Records for this task:

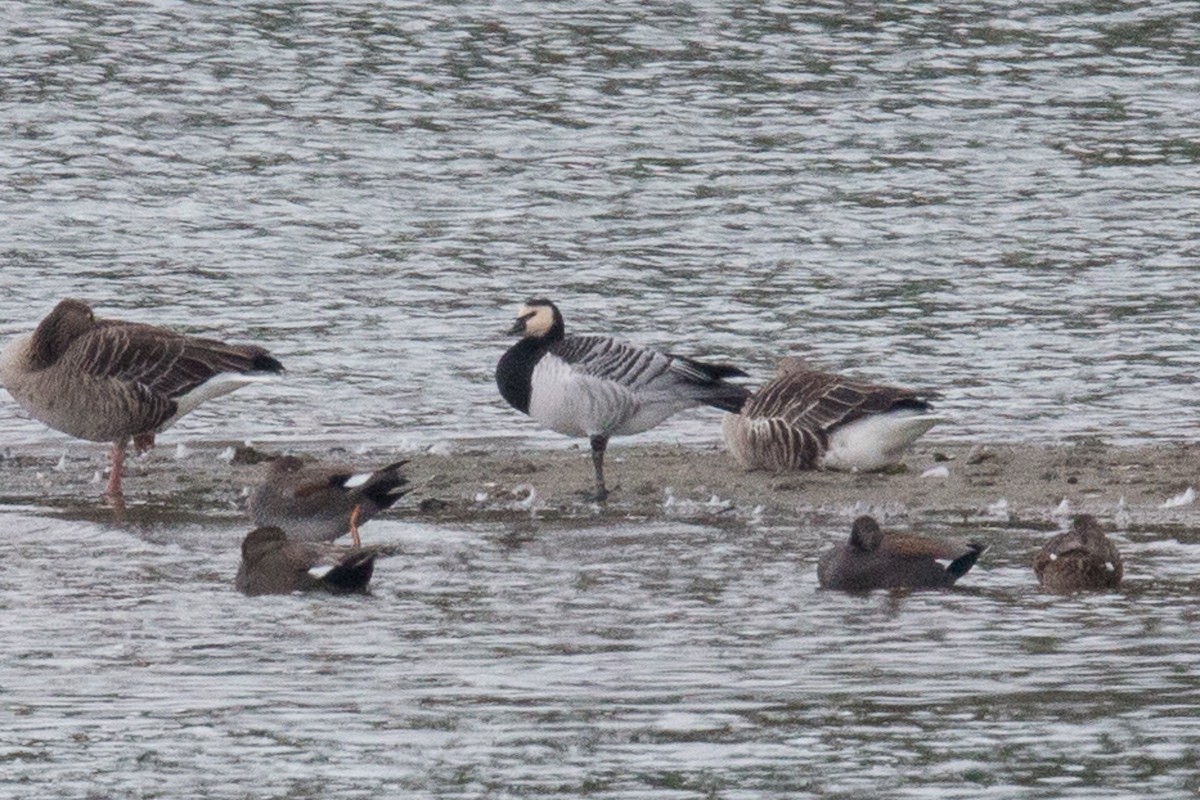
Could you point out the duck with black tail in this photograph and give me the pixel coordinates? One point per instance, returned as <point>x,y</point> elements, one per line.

--

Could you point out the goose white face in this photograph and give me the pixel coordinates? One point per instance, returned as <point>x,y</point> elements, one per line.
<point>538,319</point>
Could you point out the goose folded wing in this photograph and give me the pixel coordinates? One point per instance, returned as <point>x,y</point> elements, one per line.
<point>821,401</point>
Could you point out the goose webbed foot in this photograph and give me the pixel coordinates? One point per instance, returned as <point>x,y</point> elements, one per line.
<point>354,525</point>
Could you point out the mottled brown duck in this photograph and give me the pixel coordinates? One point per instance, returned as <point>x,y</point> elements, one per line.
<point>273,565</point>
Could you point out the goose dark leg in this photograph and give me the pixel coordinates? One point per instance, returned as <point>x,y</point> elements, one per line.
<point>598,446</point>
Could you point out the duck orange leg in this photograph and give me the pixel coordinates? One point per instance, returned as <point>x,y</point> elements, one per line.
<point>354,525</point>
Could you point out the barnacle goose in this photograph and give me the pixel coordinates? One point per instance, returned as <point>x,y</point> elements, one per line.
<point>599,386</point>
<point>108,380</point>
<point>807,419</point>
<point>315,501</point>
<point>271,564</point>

What you are asked to do: Could you put the stretch from the line that contains "Could you point out the goose folded" through the line that contains "<point>598,446</point>" into a two-column CSV with the headers text and answer? Give one row per item, with each item's text and its answer in separate quoted fields and any line breaks replaced by spaces.

Complete answer:
text,answer
"Could you point out the goose folded wing in this photograph and give me the pixel coordinates? One point per instance, returned as <point>x,y</point> elements, one per line.","<point>821,401</point>"
"Could you point out the goose webbed foot in this photograph and give me the pixel coordinates? One point per instance, returned as <point>x,y</point> elements, one per line.","<point>354,525</point>"
"Could you point out the mottled brown duck in this photograph and give me the pixel coordinates? One point per instance, returned as <point>x,y</point> elements, one per line.","<point>273,565</point>"
"Could you point out the goose dark leg in this photograph and give me the pixel coordinates? One point per instance, returned as <point>x,y</point> elements, one per line.","<point>598,446</point>"